═══ Source text

Reputation: 426
DataFile content
1234t56
78t7891
here delimiter is t
and i need output as
3
(the three objects I want counted would be 1234
, 56<newline>78
and 7891
)
it worked with grep i.e. counting occurrence of delimiter and then add one will give no. of lines
but its performance hindrance anything in awk could help
Upvotes: 0
Views: 1077
Reputation: 882088
Assuming t
is your line delimiter as seems to be the case by your phrase "counting occurrence of delimiter and then add one will give no. of lines", one way is to simply delete all characters that aren't the delimiter and count the remaining ones:
pax> ((count = $(echo '1234t5678t7891' | tr -c -d 't' | wc -c)))
pax> ((count++))
pax> echo $count
3
This takes about 24 seconds wall time for a 3.5G file I just happened to have lying around, but only about 6 seconds CPU time:
pax> ll qq2
-rw-r--r-- 1 pax good_lookers 3541710600 Dec 30 16:32 qq2
pax> time ((count = $(tr -c -d 't' <qq2 | wc -c)))
real 0m24.163s
user 0m4.436s
sys 0m2.060s
pax> ((count++)) ; echo $count
10844976
Whether that's fast enough, I couldn't say, since you haven't provided the requirements there. Short of writing a bespoke program utilising things like large buffers, I don't think you'll get much better performance than a pipeline like that.

══════

§ **Problem set**:
**1.** In the thread about counting delimiters, shorten the paragraph that begins "Assuming t" and keep its main facts.
**2.** Translate this sentence from the delimiter-counting thread into Spanish: "Whether that's fast enough, I couldn't say, since you haven't provided the requirements there."
**3.** Proceed with the thread about counting delimiters in a file, starting after its last sentence.
The records after this point have nothing to do with the thread.

═══ Supplied data

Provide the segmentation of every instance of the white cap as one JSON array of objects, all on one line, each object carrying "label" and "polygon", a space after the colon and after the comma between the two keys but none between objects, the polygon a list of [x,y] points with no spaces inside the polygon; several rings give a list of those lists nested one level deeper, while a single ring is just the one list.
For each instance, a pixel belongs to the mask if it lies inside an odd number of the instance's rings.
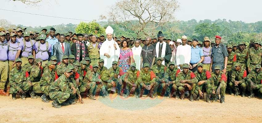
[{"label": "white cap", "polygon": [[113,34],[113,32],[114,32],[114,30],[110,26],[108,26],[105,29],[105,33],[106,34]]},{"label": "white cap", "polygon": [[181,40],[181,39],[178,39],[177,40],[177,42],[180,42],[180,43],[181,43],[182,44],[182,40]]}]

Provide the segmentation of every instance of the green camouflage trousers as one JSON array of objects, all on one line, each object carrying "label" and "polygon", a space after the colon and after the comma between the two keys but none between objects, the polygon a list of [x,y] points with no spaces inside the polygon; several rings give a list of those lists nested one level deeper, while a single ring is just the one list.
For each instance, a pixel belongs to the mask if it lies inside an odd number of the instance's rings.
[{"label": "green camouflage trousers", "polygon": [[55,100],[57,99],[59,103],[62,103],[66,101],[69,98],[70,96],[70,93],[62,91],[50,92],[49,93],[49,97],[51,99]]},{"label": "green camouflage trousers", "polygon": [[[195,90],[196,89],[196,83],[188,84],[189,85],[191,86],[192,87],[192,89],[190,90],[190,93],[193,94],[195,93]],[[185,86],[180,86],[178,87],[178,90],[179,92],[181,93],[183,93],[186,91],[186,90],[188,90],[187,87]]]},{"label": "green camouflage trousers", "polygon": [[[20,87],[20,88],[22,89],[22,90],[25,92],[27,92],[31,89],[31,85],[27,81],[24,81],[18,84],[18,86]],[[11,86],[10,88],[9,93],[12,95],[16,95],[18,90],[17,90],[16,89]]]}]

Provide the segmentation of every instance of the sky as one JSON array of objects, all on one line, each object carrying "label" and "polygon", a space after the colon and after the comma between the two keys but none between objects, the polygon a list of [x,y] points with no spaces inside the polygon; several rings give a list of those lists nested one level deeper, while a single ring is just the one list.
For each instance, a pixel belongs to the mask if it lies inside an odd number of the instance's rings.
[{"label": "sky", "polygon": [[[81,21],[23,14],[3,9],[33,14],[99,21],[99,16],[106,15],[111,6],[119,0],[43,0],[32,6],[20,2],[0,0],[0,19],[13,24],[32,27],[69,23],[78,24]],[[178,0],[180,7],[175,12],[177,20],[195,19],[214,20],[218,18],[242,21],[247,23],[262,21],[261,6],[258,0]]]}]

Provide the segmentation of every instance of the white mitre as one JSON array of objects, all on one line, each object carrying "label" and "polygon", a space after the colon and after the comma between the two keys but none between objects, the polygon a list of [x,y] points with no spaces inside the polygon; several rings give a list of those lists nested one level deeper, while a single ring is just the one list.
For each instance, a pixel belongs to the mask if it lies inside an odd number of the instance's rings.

══════
═══ Supplied data

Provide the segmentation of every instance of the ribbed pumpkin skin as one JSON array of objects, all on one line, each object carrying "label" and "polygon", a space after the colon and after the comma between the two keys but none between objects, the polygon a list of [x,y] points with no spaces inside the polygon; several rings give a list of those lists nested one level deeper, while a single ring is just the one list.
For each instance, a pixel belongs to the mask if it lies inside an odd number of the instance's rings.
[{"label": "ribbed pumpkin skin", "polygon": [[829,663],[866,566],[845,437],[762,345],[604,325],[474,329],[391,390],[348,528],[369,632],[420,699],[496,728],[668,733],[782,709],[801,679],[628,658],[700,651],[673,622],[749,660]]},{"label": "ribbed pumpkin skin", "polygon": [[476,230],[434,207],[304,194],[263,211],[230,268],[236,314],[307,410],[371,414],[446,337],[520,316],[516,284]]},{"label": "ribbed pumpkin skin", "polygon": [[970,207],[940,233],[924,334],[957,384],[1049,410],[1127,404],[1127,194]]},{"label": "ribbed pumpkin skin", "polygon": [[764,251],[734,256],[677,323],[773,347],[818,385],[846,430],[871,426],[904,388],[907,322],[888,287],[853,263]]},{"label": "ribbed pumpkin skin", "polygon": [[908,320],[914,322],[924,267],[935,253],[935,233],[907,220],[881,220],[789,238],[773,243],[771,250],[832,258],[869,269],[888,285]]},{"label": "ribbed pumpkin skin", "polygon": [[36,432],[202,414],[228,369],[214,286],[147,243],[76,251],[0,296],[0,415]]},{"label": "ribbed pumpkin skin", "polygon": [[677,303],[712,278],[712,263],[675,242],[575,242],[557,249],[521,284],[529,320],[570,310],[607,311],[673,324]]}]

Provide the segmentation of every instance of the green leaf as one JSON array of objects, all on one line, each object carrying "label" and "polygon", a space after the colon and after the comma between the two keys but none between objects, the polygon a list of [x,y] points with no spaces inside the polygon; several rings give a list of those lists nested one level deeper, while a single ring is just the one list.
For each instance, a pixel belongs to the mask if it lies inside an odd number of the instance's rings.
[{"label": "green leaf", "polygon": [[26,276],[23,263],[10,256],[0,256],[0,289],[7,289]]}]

══════

§ **Results of the tasks**:
**1.** If t is the line delimiter, as the asker's remark about counting delimiters and adding one suggests, delete every character except the delimiter and count the ones left.

**2.** No sabría decir si eso es lo bastante rápido, ya que no has indicado los requisitos al respecto.

**3.**
But, in any case, you should benchmark any potential solution with your own data as well. The primary mantra of optimisation is: measure, don't guess!
Upvotes: 3
Reputation:
Another awk way for your updated question
awk -vRS='t' 'END{print NR}' file
Upvotes: 4
Reputation: 5298
Something like this:
echo "1234t5678t7891" | awk -F't' '{print NF}'
If processing file contents, u can change it to:
awk -F't' '{print NF}' File
Here, we set the delimiter as 't' (-F't')
. Then we print the number of fields (print NF)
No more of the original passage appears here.